Excerpt to read -
The BRI: Building a city within the City of London
Bobby Naderi
Editor's note: Bobby Naderi is a journalist, current affairs commentator, documentary filmmaker, and member of the Writers Guild of Great Britain. The article reflects the author's opinion, and not necessarily the views of CGTN.
The Royal Albert Dock in east London used to be a desolate waterfront for several decades, suffering from mass unemployment and social problems.
Thanks to China's Belt and Road Initiative (BRI), the largest infrastructure development project of the 21st century, the dock and its surroundings are no longer in decline and despair.
The whole area is now humming with international commerce and culture, home to London's only enterprise zone, known as the Royal Docks Enterprise Zone.
It will soon create more than 20,000 new jobs to act as a gateway to the United Kingdom for Chinese businesses, and through investment in housing, leisure facilities, and transport connections. It will further provide affordable workspaces for British start-ups and knowledge-driven industries such as media, fashion, and fintech - with rental and operating costs much less than those in the West End.
Street view of London /VCG Photo

Street view of London /VCG Photo

The Chinese-funded joint redevelopment project started in 2017 in the docklands. As part of it, the Royal Albert Docks will be the Asian Business Port (ABP), and after the project is completed in just about eight years, it will be the international platform for Chinese companies and investors to enter the British and European markets, using London City Airport to connect to many destinations across the European continent.
As well, in collaboration with local businesses and Londoners, the Asian Business Port will steward local investment, business, and commerce for the common good. In this new global business hub, dubbed as a "city within a city", the incentives will range from business rate relief for five years from the date of arrival to enhanced capital allowances, tax relief, and more.

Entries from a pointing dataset

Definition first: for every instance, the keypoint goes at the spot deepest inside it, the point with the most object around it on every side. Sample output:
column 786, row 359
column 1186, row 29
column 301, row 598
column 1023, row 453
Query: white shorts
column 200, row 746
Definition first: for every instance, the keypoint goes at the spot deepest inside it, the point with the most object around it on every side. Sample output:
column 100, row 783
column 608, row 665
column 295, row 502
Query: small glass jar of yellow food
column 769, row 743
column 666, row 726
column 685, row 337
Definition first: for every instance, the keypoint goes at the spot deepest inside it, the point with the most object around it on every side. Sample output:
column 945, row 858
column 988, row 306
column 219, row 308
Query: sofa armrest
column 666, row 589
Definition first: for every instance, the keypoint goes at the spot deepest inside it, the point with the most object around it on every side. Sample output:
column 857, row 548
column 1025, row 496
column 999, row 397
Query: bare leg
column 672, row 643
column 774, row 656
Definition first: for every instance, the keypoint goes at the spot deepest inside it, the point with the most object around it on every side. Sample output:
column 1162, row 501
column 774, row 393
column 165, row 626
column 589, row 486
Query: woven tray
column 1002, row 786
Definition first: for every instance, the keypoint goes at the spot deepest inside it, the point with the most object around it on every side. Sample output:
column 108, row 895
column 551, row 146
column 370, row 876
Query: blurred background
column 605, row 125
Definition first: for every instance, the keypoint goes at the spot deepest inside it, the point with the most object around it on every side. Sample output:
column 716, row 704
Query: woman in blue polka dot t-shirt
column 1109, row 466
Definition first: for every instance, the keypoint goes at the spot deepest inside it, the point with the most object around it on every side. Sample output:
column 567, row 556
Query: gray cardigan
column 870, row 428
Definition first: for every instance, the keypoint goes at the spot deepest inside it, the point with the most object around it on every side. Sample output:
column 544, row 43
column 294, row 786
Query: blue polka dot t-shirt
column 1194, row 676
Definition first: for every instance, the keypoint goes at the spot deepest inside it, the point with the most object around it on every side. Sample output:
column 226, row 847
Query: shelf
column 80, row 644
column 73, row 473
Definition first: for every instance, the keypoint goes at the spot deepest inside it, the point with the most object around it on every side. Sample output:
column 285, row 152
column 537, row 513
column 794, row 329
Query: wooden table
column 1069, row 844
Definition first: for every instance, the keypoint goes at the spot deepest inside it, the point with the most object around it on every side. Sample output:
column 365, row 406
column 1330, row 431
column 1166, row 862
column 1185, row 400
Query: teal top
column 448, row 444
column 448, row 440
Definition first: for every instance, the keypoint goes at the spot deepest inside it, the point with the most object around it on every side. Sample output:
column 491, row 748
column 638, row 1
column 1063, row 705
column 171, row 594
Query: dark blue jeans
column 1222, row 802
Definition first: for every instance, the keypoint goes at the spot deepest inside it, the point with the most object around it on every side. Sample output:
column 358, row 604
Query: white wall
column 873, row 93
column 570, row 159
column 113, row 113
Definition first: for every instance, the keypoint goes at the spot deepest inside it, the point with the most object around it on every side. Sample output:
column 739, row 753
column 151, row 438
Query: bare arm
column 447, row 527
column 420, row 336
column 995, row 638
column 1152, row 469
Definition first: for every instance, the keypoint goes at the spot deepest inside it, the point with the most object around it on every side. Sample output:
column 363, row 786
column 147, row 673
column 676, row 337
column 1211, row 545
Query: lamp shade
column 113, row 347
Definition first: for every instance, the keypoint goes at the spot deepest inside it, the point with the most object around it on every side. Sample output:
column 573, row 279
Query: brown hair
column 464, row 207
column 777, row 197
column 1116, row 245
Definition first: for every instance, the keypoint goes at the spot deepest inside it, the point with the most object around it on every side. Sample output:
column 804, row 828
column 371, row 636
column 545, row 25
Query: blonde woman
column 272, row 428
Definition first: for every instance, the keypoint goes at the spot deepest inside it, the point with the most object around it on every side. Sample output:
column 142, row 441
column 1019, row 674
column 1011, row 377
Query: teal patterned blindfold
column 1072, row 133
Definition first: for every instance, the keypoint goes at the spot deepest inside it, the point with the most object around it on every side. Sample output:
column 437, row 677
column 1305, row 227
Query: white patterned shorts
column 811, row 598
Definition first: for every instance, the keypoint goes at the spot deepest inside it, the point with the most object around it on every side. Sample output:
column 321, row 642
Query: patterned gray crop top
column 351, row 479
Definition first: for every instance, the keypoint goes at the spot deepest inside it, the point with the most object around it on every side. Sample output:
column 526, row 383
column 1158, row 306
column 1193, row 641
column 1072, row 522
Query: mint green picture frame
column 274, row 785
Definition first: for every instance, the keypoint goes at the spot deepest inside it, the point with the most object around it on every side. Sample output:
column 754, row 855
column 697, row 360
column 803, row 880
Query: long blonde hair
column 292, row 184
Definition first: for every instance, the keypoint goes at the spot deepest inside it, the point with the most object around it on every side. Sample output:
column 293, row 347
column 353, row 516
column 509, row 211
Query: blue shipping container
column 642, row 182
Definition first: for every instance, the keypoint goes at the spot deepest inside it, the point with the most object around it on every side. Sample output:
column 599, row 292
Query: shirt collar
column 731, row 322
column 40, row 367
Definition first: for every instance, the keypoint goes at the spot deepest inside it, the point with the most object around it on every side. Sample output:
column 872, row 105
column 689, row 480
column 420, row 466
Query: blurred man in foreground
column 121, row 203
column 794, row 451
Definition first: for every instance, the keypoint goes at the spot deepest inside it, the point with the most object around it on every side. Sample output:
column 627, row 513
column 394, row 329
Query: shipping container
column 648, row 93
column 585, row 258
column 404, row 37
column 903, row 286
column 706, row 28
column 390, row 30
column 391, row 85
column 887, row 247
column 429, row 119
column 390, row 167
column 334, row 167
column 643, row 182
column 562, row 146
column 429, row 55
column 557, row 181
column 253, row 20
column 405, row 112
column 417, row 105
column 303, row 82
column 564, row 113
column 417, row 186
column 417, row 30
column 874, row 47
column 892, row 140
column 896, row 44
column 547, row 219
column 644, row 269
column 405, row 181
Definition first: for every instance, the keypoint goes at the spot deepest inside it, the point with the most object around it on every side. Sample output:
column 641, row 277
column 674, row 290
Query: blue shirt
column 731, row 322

Exercises -
A. Translate this sentence from the article on the Royal Albert Dock into Spanish: "The whole area is now humming with international commerce and culture, home to London's only enterprise zone, known as the Royal Docks Enterprise Zone."
B. Reproduce the stretch of the Royal Albert Dock article from "The BRI: Building" through "decline and despair.".
These records were taken from a separate source.

Solutions to the exercise -
A. Toda la zona bulle ahora de comercio y cultura internacionales, y alberga la única zona empresarial de Londres, conocida como Royal Docks Enterprise Zone.

B.
The BRI: Building a city within the City of London
Bobby Naderi
Editor's note: Bobby Naderi is a journalist, current affairs commentator, documentary filmmaker, and member of the Writers Guild of Great Britain. The article reflects the author's opinion, and not necessarily the views of CGTN.
The Royal Albert Dock in east London used to be a desolate waterfront for several decades, suffering from mass unemployment and social problems.
Thanks to China's Belt and Road Initiative (BRI), the largest infrastructure development project of the 21st century, the dock and its surroundings are no longer in decline and despair.